### Section du texte:

3.06.08.    Pour décider de toute question relative à un conflit d’intérêts, il faut considérer l’intérêt supérieur de la justice, le consentement exprès ou implicite des parties, l’étendue du préjudice pour chacune des parties, le laps de temps écoulé depuis la naissance de la situation pouvant constituer ce conflit, ainsi que la bonne foi des parties.»

[39]      Après avoir cité l’article 3.06.08 du Code de déontologie des avocats , le Tribunal des professions note que Tellier, avocat admis au Barreau en 1968, signe un document en 1992 dans lequel il reconnaît l’absence de conflit d’intérêts résultant du statut de créancier de Bélanger et de deux autres associés de S.E. qui le représentent. [27]

[40]      Le Tribunal des professions note ensuite que Tellier et Sibeca ne se plaignent pas de façon contemporaine d’un possible conflit d’intérêts résultant de l’envoi de la mise en demeure du 24 novembre 1994, mais plutôt en 2000 : [28]

«          [67]       Enfin, il est utile de rappeler que plusieurs années se sont écoulées entre les actes reprochés et le dépôt de la plainte. En effet, Me Tellier et Sibeca ne se sont jamais plaints, à l’époque, d’un possible conflit d’intérêts résultant de l’envoi de la mise en demeure du 24 novembre 1994, pour quelque raison que ce soit (contenu, utilisation du papier à lettre de S.E. etc.). Ce n’est qu’en avril 2000, soit plus de cinq ans après les faits, que le reproche surgit, coïncidant avec le moment où la conjointe de l’appelant réclame le solde que lui doit encore Sibeca.»

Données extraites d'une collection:
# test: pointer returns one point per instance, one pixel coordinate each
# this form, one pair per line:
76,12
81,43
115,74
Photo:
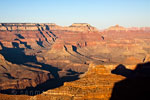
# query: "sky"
99,13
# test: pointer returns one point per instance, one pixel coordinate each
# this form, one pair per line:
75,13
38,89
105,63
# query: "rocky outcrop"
14,76
97,83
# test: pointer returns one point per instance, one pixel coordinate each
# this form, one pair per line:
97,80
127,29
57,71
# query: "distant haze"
98,13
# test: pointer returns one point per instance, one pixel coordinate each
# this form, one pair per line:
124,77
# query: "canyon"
76,62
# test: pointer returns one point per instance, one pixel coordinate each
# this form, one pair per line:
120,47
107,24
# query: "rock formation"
47,52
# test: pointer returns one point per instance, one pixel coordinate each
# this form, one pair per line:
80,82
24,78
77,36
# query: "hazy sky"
99,13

### Objectif de l'exercice:
Recopiez intégralement l'extrait sur le conflit d'intérêts, sans en modifier un seul mot. La liste ci-dessus forme un matériau distinct de l'extrait sur le conflit d'intérêts.

### Résultat de l'exercice:
3.06.08.    Pour décider de toute question relative à un conflit d’intérêts, il faut considérer l’intérêt supérieur de la justice, le consentement exprès ou implicite des parties, l’étendue du préjudice pour chacune des parties, le laps de temps écoulé depuis la naissance de la situation pouvant constituer ce conflit, ainsi que la bonne foi des parties.»

[39]      Après avoir cité l’article 3.06.08 du Code de déontologie des avocats , le Tribunal des professions note que Tellier, avocat admis au Barreau en 1968, signe un document en 1992 dans lequel il reconnaît l’absence de conflit d’intérêts résultant du statut de créancier de Bélanger et de deux autres associés de S.E. qui le représentent. [27]

[40]      Le Tribunal des professions note ensuite que Tellier et Sibeca ne se plaignent pas de façon contemporaine d’un possible conflit d’intérêts résultant de l’envoi de la mise en demeure du 24 novembre 1994, mais plutôt en 2000 : [28]

«          [67]       Enfin, il est utile de rappeler que plusieurs années se sont écoulées entre les actes reprochés et le dépôt de la plainte. En effet, Me Tellier et Sibeca ne se sont jamais plaints, à l’époque, d’un possible conflit d’intérêts résultant de l’envoi de la mise en demeure du 24 novembre 1994, pour quelque raison que ce soit (contenu, utilisation du papier à lettre de S.E. etc.). Ce n’est qu’en avril 2000, soit plus de cinq ans après les faits, que le reproche surgit, coïncidant avec le moment où la conjointe de l’appelant réclame le solde que lui doit encore Sibeca.»